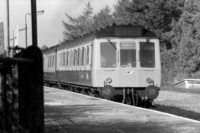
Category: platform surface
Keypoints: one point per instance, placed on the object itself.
(68, 112)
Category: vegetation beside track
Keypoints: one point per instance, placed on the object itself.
(186, 104)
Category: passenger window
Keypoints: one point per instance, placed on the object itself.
(128, 54)
(147, 54)
(108, 54)
(82, 61)
(79, 54)
(67, 58)
(88, 55)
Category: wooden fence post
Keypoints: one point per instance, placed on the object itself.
(31, 97)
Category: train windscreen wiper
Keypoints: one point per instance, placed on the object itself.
(111, 43)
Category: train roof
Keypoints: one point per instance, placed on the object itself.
(50, 49)
(121, 31)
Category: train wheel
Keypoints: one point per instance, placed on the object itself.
(128, 100)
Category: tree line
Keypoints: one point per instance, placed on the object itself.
(175, 22)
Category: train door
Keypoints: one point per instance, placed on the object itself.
(149, 63)
(128, 73)
(107, 73)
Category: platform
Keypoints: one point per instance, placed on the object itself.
(69, 112)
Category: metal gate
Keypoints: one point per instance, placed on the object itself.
(21, 92)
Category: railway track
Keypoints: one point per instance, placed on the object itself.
(162, 104)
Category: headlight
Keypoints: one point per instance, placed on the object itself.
(108, 80)
(149, 80)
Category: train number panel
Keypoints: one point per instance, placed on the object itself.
(117, 62)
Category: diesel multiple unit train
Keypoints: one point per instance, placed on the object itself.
(119, 62)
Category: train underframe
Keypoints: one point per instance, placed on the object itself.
(126, 95)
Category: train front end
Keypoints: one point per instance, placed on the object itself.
(127, 67)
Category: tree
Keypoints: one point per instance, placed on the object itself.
(80, 25)
(103, 18)
(121, 14)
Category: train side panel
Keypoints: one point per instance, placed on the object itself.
(75, 65)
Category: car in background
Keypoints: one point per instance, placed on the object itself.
(188, 84)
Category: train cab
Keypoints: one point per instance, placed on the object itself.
(130, 61)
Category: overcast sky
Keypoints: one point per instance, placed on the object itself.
(50, 27)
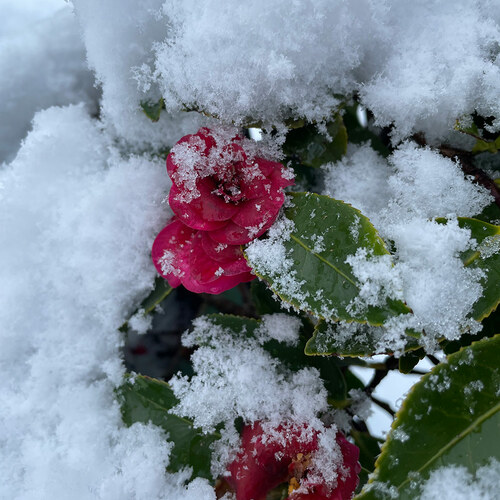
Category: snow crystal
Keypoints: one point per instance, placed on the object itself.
(454, 482)
(428, 185)
(474, 386)
(399, 434)
(370, 191)
(416, 64)
(377, 279)
(42, 63)
(140, 322)
(235, 377)
(412, 187)
(361, 404)
(282, 327)
(77, 225)
(119, 35)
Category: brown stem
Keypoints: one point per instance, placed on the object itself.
(468, 168)
(465, 159)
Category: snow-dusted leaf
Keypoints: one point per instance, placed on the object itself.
(153, 109)
(144, 399)
(292, 356)
(451, 417)
(313, 148)
(160, 292)
(486, 256)
(349, 340)
(305, 262)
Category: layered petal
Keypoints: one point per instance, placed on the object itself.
(179, 255)
(284, 453)
(205, 212)
(171, 251)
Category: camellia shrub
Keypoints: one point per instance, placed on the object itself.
(259, 201)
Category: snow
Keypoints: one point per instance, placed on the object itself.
(80, 204)
(401, 196)
(77, 223)
(119, 36)
(419, 65)
(455, 482)
(235, 377)
(42, 63)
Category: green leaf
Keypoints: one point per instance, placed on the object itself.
(160, 292)
(312, 148)
(311, 272)
(153, 109)
(291, 355)
(487, 258)
(262, 298)
(409, 360)
(483, 145)
(369, 449)
(451, 417)
(358, 134)
(144, 399)
(327, 339)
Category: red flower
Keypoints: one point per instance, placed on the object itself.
(284, 454)
(218, 186)
(191, 257)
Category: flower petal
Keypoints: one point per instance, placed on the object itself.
(206, 212)
(171, 249)
(259, 213)
(230, 257)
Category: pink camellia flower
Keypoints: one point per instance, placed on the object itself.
(284, 454)
(183, 255)
(221, 187)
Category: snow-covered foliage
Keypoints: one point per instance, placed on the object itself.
(83, 193)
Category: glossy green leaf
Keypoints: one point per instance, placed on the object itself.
(292, 356)
(491, 326)
(327, 339)
(451, 417)
(160, 292)
(487, 258)
(369, 450)
(144, 399)
(312, 148)
(312, 273)
(153, 109)
(409, 360)
(358, 134)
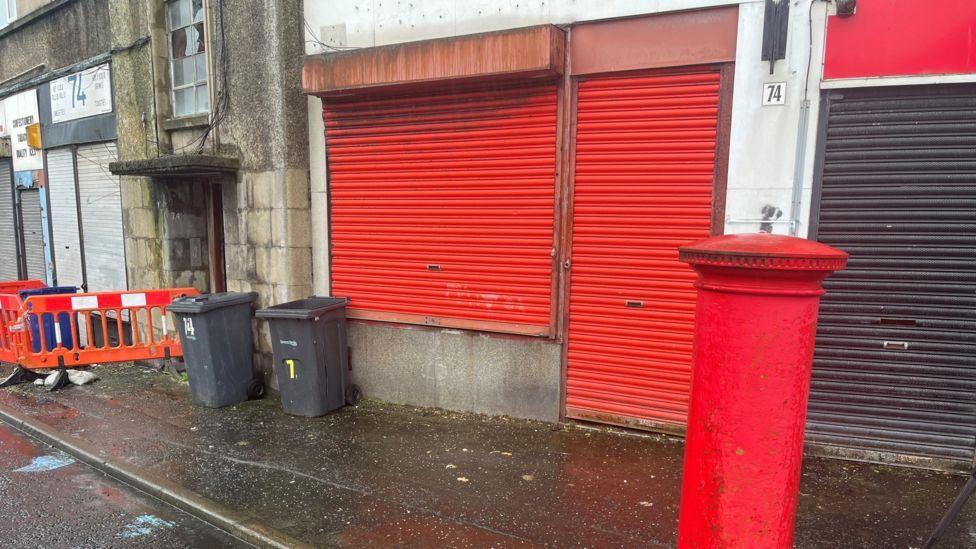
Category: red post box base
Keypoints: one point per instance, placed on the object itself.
(755, 325)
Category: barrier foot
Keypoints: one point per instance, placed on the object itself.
(20, 375)
(61, 377)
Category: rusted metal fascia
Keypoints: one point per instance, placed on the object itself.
(531, 51)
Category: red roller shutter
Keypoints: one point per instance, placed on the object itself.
(442, 207)
(645, 162)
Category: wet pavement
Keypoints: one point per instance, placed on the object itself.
(47, 499)
(380, 475)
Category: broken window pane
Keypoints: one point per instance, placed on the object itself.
(183, 72)
(179, 13)
(203, 98)
(197, 11)
(187, 41)
(183, 102)
(201, 63)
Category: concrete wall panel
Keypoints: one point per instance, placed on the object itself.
(457, 370)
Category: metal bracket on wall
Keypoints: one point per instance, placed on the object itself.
(776, 20)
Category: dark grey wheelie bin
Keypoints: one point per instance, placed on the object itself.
(311, 361)
(215, 330)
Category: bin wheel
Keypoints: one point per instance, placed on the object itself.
(256, 389)
(353, 394)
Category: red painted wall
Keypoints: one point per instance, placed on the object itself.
(902, 37)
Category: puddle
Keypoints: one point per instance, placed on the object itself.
(143, 525)
(41, 464)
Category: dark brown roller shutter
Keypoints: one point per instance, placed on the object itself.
(895, 362)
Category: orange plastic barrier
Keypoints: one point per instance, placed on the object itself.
(12, 335)
(14, 286)
(105, 327)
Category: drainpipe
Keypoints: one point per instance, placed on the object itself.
(800, 160)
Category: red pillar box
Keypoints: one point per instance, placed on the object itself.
(755, 324)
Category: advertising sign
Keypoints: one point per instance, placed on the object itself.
(82, 94)
(22, 112)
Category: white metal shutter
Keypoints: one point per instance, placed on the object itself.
(64, 217)
(101, 217)
(8, 232)
(33, 228)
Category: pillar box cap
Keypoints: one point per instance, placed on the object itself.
(763, 251)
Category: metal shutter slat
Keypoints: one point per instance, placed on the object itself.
(64, 217)
(8, 232)
(899, 195)
(643, 186)
(442, 206)
(100, 193)
(32, 224)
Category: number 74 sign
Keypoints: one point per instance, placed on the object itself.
(82, 94)
(774, 93)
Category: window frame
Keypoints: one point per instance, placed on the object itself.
(196, 84)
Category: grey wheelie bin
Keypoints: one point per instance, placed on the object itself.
(215, 330)
(311, 360)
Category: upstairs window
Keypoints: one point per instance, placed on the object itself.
(187, 57)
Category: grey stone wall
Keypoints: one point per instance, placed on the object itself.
(266, 213)
(164, 220)
(457, 370)
(67, 35)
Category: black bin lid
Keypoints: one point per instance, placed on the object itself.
(209, 302)
(304, 309)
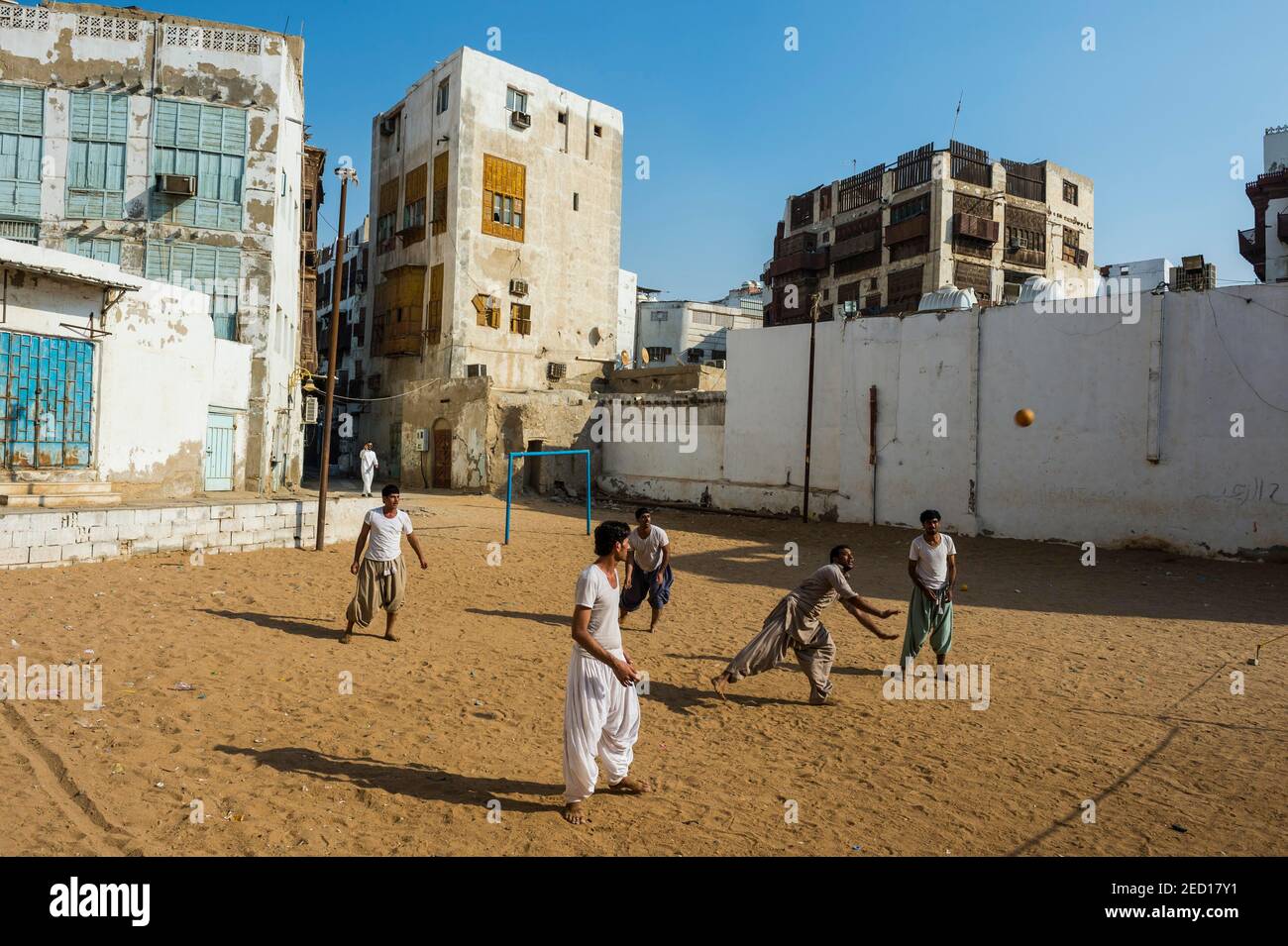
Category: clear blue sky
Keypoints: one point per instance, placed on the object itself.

*WRITTEN PROBLEM*
Rewrite all of the data above as a numbered list, skipping blank lines and leaving out the pictures.

*EXERCISE RESULT*
1. Category: platform surface
2. Keypoints: one point per instance, placed on the object itself.
3. (68, 112)
4. Category: vegetation beside track
5. Keypoints: one point per instance, placed on the object itself.
6. (186, 104)
7. Category: passenger window
8. Keypoints: one point per instance, placed on the object itself.
9. (128, 54)
10. (147, 54)
11. (108, 54)
12. (82, 61)
13. (79, 54)
14. (67, 58)
15. (88, 55)
16. Category: wooden fence post
17. Keypoints: one point per instance, placed on the object itself.
18. (31, 97)
19. Category: train windscreen wiper
20. Keypoints: one point per instance, placed on the object itself.
21. (111, 43)
22. Category: train roof
23. Keypoints: one point per instance, placed on the object itself.
24. (50, 49)
25. (121, 31)
26. Category: train wheel
27. Keypoints: one point per instance, placed on the object itself.
28. (128, 100)
29. Category: tree line
30. Keypoints: one point per instance, placed on the object itself.
31. (175, 22)
32. Category: train door
33. Keypoints: one point per instance, placed on the object itself.
34. (149, 63)
35. (128, 73)
36. (107, 73)
37. Category: platform
38. Keypoints: one point per instance, placed on the object itself.
39. (69, 112)
40. Category: metal gate
41. Keypoints: one point per instance, placed on the object itself.
42. (21, 92)
43. Category: railway track
44. Keypoints: one point per instance, placed on the object itself.
45. (162, 104)
46. Category: headlight
47. Keypoints: one point per instance, placed on the object itself.
48. (108, 80)
49. (149, 80)
50. Category: train number panel
51. Keypoints: one point per instance, placed on the object itself.
52. (117, 62)
53. Category: diesel multiple unit train
54. Keypoints: one point per instance, placed on the object itself.
55. (119, 62)
56. Category: train underframe
57. Keypoints: one point per instance, placed on the object itself.
58. (126, 95)
59. Category: train front end
60. Keypoints: one point per instance, placed on the object itself.
61. (127, 67)
62. Category: tree
63. Keypoints: one point per instance, placed on the object itself.
64. (80, 25)
65. (103, 18)
66. (121, 14)
67. Category: train side panel
68. Keypoints: one point per instance, placed on the object itself.
69. (75, 65)
70. Category: car in background
71. Keypoints: one point per instance, placed on the object itself.
72. (188, 84)
73. Category: train cab
74. Keypoints: one point per instance, placed on the object itself.
75. (130, 61)
76. Category: overcast sky
77. Keypoints: one point per instance, placed on the object itself.
78. (50, 27)
79. Category: snow crystal
80. Keypoints: one point per instance, placed on the object itself.
81. (454, 482)
82. (428, 185)
83. (474, 386)
84. (399, 434)
85. (370, 191)
86. (416, 64)
87. (377, 279)
88. (42, 63)
89. (140, 322)
90. (235, 377)
91. (412, 187)
92. (361, 404)
93. (282, 327)
94. (77, 225)
95. (119, 35)
96. Category: brown stem
97. Keypoints: one point per instance, placed on the object itself.
98. (468, 168)
99. (465, 159)
100. Category: snow-dusted leaf
101. Keypoints: one point per instance, placed on the object itself.
102. (153, 109)
103. (144, 399)
104. (292, 356)
105. (451, 417)
106. (313, 148)
107. (160, 292)
108. (486, 256)
109. (349, 340)
110. (305, 262)
111. Category: layered petal
112. Keypoints: one point per instance, placed on the object itself.
113. (179, 255)
114. (284, 453)
115. (205, 212)
116. (171, 251)
117. Category: camellia shrub
118. Keypoints: one point per instance, placed on the object itself.
119. (259, 201)
120. Category: snow
121. Keypoints: one point per instance, placed on the object itself.
122. (80, 204)
123. (401, 196)
124. (77, 223)
125. (119, 36)
126. (419, 65)
127. (455, 482)
128. (235, 377)
129. (42, 63)
130. Category: green leaf
131. Keypoints: one point per instance, placed on the object itself.
132. (160, 292)
133. (312, 148)
134. (311, 272)
135. (153, 109)
136. (291, 355)
137. (487, 258)
138. (262, 298)
139. (409, 360)
140. (483, 145)
141. (369, 449)
142. (451, 417)
143. (358, 134)
144. (144, 399)
145. (327, 339)
146. Category: red flower
147. Keypoints: one point per instance, placed on the object itself.
148. (284, 454)
149. (218, 186)
150. (191, 257)
151. Category: flower petal
152. Keypoints: one point per instance, placed on the object itself.
153. (206, 212)
154. (171, 249)
155. (259, 213)
156. (230, 257)
157. Category: pink camellia flower
158. Keypoints: one point per instance, placed on the object itself.
159. (284, 454)
160. (183, 255)
161. (221, 187)
162. Category: snow-covered foliage
163. Keypoints: one point per instance, placed on the object itself.
164. (83, 193)
165. Category: glossy green leaf
166. Keypoints: one point per instance, placed on the object itself.
167. (292, 356)
168. (491, 326)
169. (327, 339)
170. (451, 417)
171. (160, 292)
172. (487, 258)
173. (369, 450)
174. (144, 399)
175. (312, 148)
176. (312, 273)
177. (153, 109)
178. (409, 360)
179. (358, 134)
180. Category: red post box base
181. Keypoints: one point per instance, placed on the object itself.
182. (755, 325)
183. Category: barrier foot
184. Keypoints: one point per instance, placed on the object itself.
185. (20, 375)
186. (61, 377)
187. Category: rusted metal fascia
188. Keypoints: one point per instance, placed on the object itself.
189. (531, 51)
190. Category: red roller shutter
191. Keypoints: one point per instance, placed on the object itself.
192. (442, 207)
193. (645, 162)
194. Category: wet pavement
195. Keypoints: one point per instance, placed on the object itself.
196. (47, 499)
197. (380, 475)
198. Category: broken window pane
199. Keypoints: one point per instance, placed on the object itself.
200. (183, 72)
201. (179, 13)
202. (203, 98)
203. (197, 11)
204. (187, 41)
205. (183, 102)
206. (201, 63)
207. Category: concrete wall panel
208. Keypoints: one point per instance, placed on the object itself.
209. (457, 370)
210. Category: metal bracket on wall
211. Keypoints: one point per instance, placed on the object itself.
212. (776, 20)
213. Category: dark grey wheelie bin
214. Keypoints: one point per instance, placed on the object itself.
215. (311, 361)
216. (215, 330)
217. Category: bin wheel
218. Keypoints: one point per instance, placed on the object itself.
219. (256, 389)
220. (353, 394)
221. Category: red painted wall
222. Keypoints: one point per instance, placed on the object itself.
223. (902, 37)
224. Category: puddle
225. Keypoints: one point per instance, placed on the object itself.
226. (143, 525)
227. (41, 464)
228. Category: dark brown roller shutter
229. Keypoints: one point per instance, placed on the object itself.
230. (895, 362)
231. Category: orange plastic barrier
232. Keypoints: one point per instance, placed on the object itself.
233. (12, 335)
234. (14, 286)
235. (105, 327)
236. Category: drainpipe
237. Keypoints: one point per instance, placed on the object itself.
238. (800, 160)
239. Category: red pillar box
240. Keypoints: one point per instance, placed on the object itself.
241. (755, 324)
242. Category: advertising sign
243. Keypoints: one point per instance, placed on the object itself.
244. (82, 94)
245. (22, 112)
246. Category: white metal shutter
247. Keypoints: one point per instance, placed on the object itself.
248. (64, 217)
249. (101, 217)
250. (8, 232)
251. (33, 228)
252. Category: pillar box cap
253. Keypoints: one point per instance, placed on the object itself.
254. (763, 251)
255. Category: metal shutter slat
256. Keypoints: one point per instance, placed on the object itself.
257. (64, 217)
258. (8, 232)
259. (899, 195)
260. (643, 186)
261. (442, 206)
262. (100, 193)
263. (32, 224)
264. Category: number 74 sign
265. Keypoints: one point per instance, placed on the object itself.
266. (82, 94)
267. (774, 93)
268. Category: window frame
269. Keypoints: one point per instance, placed on the object itself.
270. (196, 84)
271. Category: grey wheelie bin
272. Keypoints: one point per instance, placed on the object itself.
273. (215, 330)
274. (311, 360)
275. Category: upstairs window
276. Keypoints: one point per instance, placed on the object itself.
277. (187, 57)
278. Category: grey stone wall
279. Keypoints: one point per instance, placed on the object itself.
280. (266, 213)
281. (164, 220)
282. (457, 370)
283. (67, 35)
284. Category: black bin lid
285. Keypoints: one point per instance, placed on the object itself.
286. (209, 302)
287. (304, 309)
288. Category: clear blue sky
289. Keypoints: one point per instance, placed on the object itself.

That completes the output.